* TO BE DONE
Copy every line of the records below without a single change.

☆ ☆ ☆

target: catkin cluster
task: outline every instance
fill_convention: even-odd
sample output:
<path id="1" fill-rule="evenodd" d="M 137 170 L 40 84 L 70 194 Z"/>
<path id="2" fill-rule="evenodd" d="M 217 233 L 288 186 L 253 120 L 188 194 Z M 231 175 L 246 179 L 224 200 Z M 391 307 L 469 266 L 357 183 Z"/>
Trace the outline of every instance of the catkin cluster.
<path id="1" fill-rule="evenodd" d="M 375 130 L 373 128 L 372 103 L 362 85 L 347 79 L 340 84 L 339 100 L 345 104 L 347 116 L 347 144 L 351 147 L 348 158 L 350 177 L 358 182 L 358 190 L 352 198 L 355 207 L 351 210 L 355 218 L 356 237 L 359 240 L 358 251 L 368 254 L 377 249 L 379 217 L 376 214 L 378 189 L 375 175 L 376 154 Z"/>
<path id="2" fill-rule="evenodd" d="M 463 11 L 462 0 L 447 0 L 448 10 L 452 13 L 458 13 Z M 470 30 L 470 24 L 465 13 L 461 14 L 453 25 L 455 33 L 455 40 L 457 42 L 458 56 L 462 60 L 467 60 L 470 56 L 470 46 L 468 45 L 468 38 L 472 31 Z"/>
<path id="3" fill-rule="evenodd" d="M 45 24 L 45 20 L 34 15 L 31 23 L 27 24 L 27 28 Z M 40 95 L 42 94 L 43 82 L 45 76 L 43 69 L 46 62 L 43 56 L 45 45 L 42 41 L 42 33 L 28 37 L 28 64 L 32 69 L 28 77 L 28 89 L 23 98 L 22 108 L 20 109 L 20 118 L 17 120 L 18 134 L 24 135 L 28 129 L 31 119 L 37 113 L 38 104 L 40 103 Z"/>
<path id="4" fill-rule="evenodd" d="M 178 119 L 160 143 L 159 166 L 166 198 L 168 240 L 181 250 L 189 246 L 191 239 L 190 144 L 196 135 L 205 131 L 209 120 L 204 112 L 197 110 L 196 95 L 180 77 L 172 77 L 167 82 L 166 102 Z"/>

☆ ☆ ☆

* RESPONSE
target: catkin cluster
task: outline every instance
fill_convention: even-odd
sample output:
<path id="1" fill-rule="evenodd" d="M 137 170 L 40 84 L 70 194 Z"/>
<path id="2" fill-rule="evenodd" d="M 217 233 L 288 186 L 253 120 L 188 194 Z M 231 175 L 246 179 L 224 200 Z M 391 307 L 469 266 L 357 183 Z"/>
Trace the outline of every instance of the catkin cluster.
<path id="1" fill-rule="evenodd" d="M 375 130 L 373 128 L 372 103 L 362 85 L 347 79 L 340 84 L 339 100 L 345 104 L 347 116 L 347 144 L 351 147 L 348 158 L 350 177 L 358 182 L 358 190 L 352 198 L 355 207 L 351 210 L 355 218 L 356 237 L 359 240 L 358 251 L 368 254 L 377 249 L 379 217 L 376 214 L 378 189 L 375 175 L 376 154 Z"/>
<path id="2" fill-rule="evenodd" d="M 463 11 L 462 0 L 447 0 L 448 10 L 452 13 L 458 13 Z M 470 30 L 470 24 L 465 13 L 461 14 L 453 25 L 455 33 L 455 40 L 457 42 L 458 56 L 462 60 L 467 60 L 470 56 L 470 46 L 468 45 L 468 38 L 472 31 Z"/>
<path id="3" fill-rule="evenodd" d="M 45 24 L 45 20 L 34 15 L 31 23 L 27 24 L 27 28 Z M 40 95 L 42 94 L 43 82 L 45 76 L 43 69 L 46 62 L 43 56 L 45 45 L 42 41 L 42 33 L 28 37 L 28 64 L 32 69 L 28 77 L 28 89 L 23 98 L 22 108 L 20 109 L 20 118 L 17 120 L 18 134 L 24 135 L 28 129 L 31 119 L 37 113 L 38 104 L 40 103 Z"/>
<path id="4" fill-rule="evenodd" d="M 178 119 L 160 143 L 159 166 L 166 198 L 168 240 L 181 250 L 189 246 L 191 239 L 190 144 L 196 135 L 205 131 L 209 120 L 204 112 L 197 110 L 196 95 L 180 77 L 172 77 L 167 82 L 166 102 Z"/>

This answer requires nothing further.